Donc la BPI peut aider éventuellement…
ARNAUD MONTEBOURG
Monsieur BOURDIN, il y a déjà des Scop qui ont été…
JEAN-JACQUES BOURDIN
Je sais, je sais…
ARNAUD MONTEBOURG
Et qui marchent. Et d’ailleurs, nous avons obtenu les compliments d’un certain nombre d’élus – vous voyez, ça arrive – qui ont dit : oui, le redressement productif ça fonctionne, y compris avec des solutions de coopératives, c'est-à-dire où finalement tout le monde se met autour de la table et trouve des solutions pour garder l’outil industriel.
JEAN-JACQUES BOURDIN
Les auto-entrepreneurs, ça vous concerne aussi, le redressement productif passe peut-être par les auto-entrepreneurs, ce statut. Faut-il limiter dans le temps le statut d’un auto-entrepreneur, si c’est son activité principale ?
ARNAUD MONTEBOURG
Ecoutez ! On a besoin des auto-entrepreneurs, et le gouvernement n’a jamais eu dans l‘idée de supprimer ce statut. Il a simplement souhaité…
JEAN-JACQUES BOURDIN
Il a dans l’idée de le réformer.
ARNAUD MONTEBOURG
Souhaité l’encadrer là où il y avait des risques de dérive. Nous avons aujourd’hui la… j’allais dire la première entreprise de France, UPA, l’Union Professionnelle Artisanale, 1 million d’artisans en France, donc ce n’est pas rien, qui dit : écoutez ! Nous, on est victimes sur le terrain, dans notre vie quotidienne de concurrence déloyale…
JEAN-JACQUES BOURDIN
Et c’est vrai ?
ARNAUD MONTEBOURG
C’est ce qu’ils disent…
JEAN-JACQUES BOURDIN
Oui, non mais d’accord…
ARNAUD MONTEBOURG
Ce sont des gens sérieux qui le disent. Donc il faut…
JEAN-JACQUES BOURDIN
Donc c’est vrai à vos yeux ?

###

[Travail demandé]
(1) Extrayez de l'entretien sur le redressement productif le passage compris entre « Donc la BPI » et « activité principale ? », ces deux bornes incluses.
(2) Poursuivez l'entretien sur le redressement productif au-delà de sa dernière réplique.

###

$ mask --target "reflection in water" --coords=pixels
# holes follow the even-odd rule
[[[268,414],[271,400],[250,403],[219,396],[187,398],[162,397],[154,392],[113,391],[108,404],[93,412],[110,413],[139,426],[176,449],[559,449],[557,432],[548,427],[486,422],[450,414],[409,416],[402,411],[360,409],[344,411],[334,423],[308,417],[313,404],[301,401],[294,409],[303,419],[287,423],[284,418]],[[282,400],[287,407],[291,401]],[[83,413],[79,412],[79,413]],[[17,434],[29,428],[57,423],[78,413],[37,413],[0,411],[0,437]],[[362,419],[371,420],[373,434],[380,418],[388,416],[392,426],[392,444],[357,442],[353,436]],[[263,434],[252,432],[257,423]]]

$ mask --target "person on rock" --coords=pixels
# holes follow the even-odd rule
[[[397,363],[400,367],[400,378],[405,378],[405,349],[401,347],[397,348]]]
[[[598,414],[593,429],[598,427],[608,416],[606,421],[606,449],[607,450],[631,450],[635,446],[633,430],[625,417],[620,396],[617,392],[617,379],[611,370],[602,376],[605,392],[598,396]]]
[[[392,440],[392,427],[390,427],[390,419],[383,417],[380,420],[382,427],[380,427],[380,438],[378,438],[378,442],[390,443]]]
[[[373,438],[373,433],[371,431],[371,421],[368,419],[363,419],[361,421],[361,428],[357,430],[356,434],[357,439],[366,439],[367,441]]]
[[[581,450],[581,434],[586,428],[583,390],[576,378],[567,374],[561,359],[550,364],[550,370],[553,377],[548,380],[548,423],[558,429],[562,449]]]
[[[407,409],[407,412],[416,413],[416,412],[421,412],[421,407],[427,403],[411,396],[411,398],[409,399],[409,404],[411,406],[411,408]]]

###

[Réponses aux consignes]
(1)
Donc la BPI peut aider éventuellement…
ARNAUD MONTEBOURG
Monsieur BOURDIN, il y a déjà des Scop qui ont été…
JEAN-JACQUES BOURDIN
Je sais, je sais…
ARNAUD MONTEBOURG
Et qui marchent. Et d’ailleurs, nous avons obtenu les compliments d’un certain nombre d’élus – vous voyez, ça arrive – qui ont dit : oui, le redressement productif ça fonctionne, y compris avec des solutions de coopératives, c'est-à-dire où finalement tout le monde se met autour de la table et trouve des solutions pour garder l’outil industriel.
JEAN-JACQUES BOURDIN
Les auto-entrepreneurs, ça vous concerne aussi, le redressement productif passe peut-être par les auto-entrepreneurs, ce statut. Faut-il limiter dans le temps le statut d’un auto-entrepreneur, si c’est son activité principale ?

(2)
ARNAUD MONTEBOURG
J’ai entendu le débat, il y a ceux qui disent « ce n’est pas vrai », il y en a qui disent « c’est vrai », ce que nous voyons c’est qu’il y a des dérives, il y a même du salariat déguisé derrière l’auto-entrepreneuriat.
JEAN-JACQUES BOURDIN
Quelle est la dérive à vos yeux ?
ARNAUD MONTEBOURG
La dérive, par exemple il y a un certain nombre d’auto-entrepreneurs qui n’acquitte pas les assurances. Donc quand vous faites un travail… par exemple je ne sais pas moi, de zinguerie, de charpente, vous vous mettez à votre compte, vous ne payez pas votre assurance et puis un jour, il y a un sinistre et la personne qui a un problème avec le toit ne peut pas se retourner contre l’artisan parce que ce n’est pas un artisan, c’est quelque chose… il y a des dérives sur le…
JEAN-JACQUES BOURDIN
Donc il faut limiter dans le temps !
ARNAUD MONTEBOURG
La question n’est pas celle-là…
JEAN-JACQUES BOURDIN
Pour pousser l’auto-entrepreneur à devenir…
ARNAUD MONTEBOURG
La question… la question…
JEAN-JACQUES BOURDIN
A devenir artisan, non ?
ARNAUD MONTEBOURG
Monsieur BOURDIN, la question n’est pas celle-là…
JEAN-JACQUES BOURDIN
Ah bon !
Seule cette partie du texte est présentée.